WASHINGTON, 09 April. - (ANA) - Last Saturday, the third wave of anti-Trump “No Kings” marches took place, in one of the largest mobilisations in modern US history.
 
As many as nine million people took to the streets over policies imposed by the US president, including his war with Iran and crackdown on immigration, and the rising cost of living.
 
Over the weekend of March 28-29, demonstrations sprang up in every US state, in more than 3,300 individual protests.
 
Despite the scale of the protests, Donald Trump and his administration accuse those taking part of being “Antifa” or “radical-Left lunatics”.
 
And the data suggest the marches are unlikely to provoke any real change, even as the midterm election season takes shape.
 
Liz McKenna, a Harvard University sociologist, told NPR: “We’ve seen more people take to the streets, not just in the US but around the world, by the millions, and in many, if not most, of those cases, the protests have not achieved their stated aims.”
 
In an opinion piece for the Boston Globe, Prof McKenna said that although the No Kings protests were clearly popular, “mass protests have increasingly failed to deliver changes in policy or political leadership”.
 
She contrasted that with Right-wing movements, which organise relatively few protests but “systematically [build] leadership capacity and organisations in every state”.
 
Prof McKenna said the No Kings protesters feared to channel their voices in a direction that would be heard by the most powerful, calling the movement “a paradox of scale without power”.
 
 
Coalition of grievances
 
 
Also working against the No Kings movement is that, despite its increasing size, it represents a loose coalition of grievances.

**EXTRACTED DATA:**
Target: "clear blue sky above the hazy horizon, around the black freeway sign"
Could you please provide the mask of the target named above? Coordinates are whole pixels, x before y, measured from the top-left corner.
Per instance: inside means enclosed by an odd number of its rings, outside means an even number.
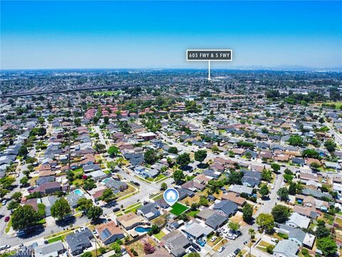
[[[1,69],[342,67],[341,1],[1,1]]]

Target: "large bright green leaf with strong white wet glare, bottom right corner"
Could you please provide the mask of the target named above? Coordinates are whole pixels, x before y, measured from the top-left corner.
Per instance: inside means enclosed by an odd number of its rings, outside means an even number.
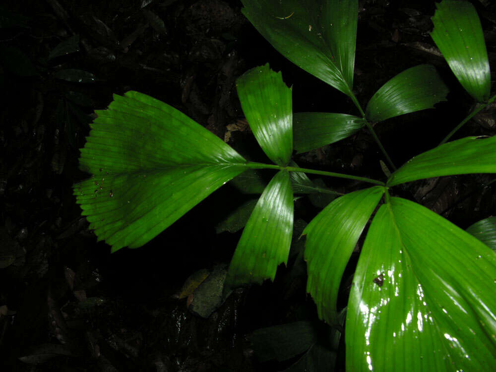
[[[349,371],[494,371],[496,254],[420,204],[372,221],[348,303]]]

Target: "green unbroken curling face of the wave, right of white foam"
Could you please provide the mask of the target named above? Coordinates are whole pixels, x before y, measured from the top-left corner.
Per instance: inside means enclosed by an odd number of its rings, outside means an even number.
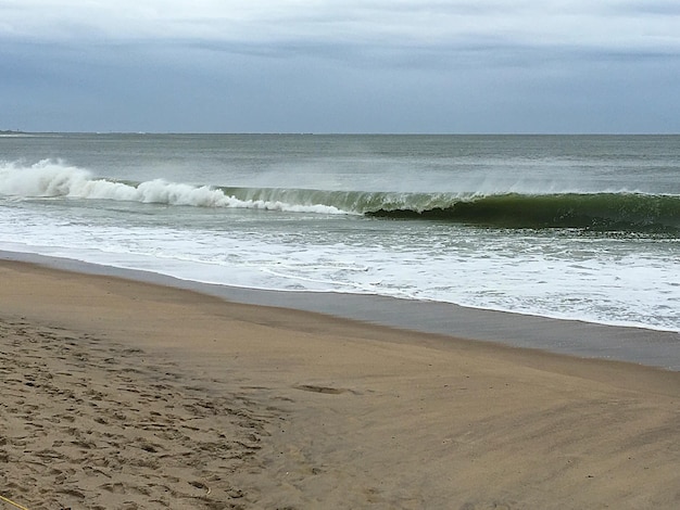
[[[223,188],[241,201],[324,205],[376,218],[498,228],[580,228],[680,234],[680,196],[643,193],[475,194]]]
* * *
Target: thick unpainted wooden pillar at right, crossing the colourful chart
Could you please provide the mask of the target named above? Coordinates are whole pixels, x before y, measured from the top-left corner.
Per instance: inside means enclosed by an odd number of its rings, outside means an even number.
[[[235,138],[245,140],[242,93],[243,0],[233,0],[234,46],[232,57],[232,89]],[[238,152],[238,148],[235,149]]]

**AIM OF THE EXERCISE:**
In the news report on the No Kings protests above, rewrite the paragraph beginning "As many as nine million people" as a short bulleted list that keeps its main facts.

**OUTPUT FOR THIS EXERCISE:**
- Up to nine million people took to the streets.
- They protested policies imposed by the US president, including his war with Iran and his crackdown on immigration.
- They also protested the rising cost of living.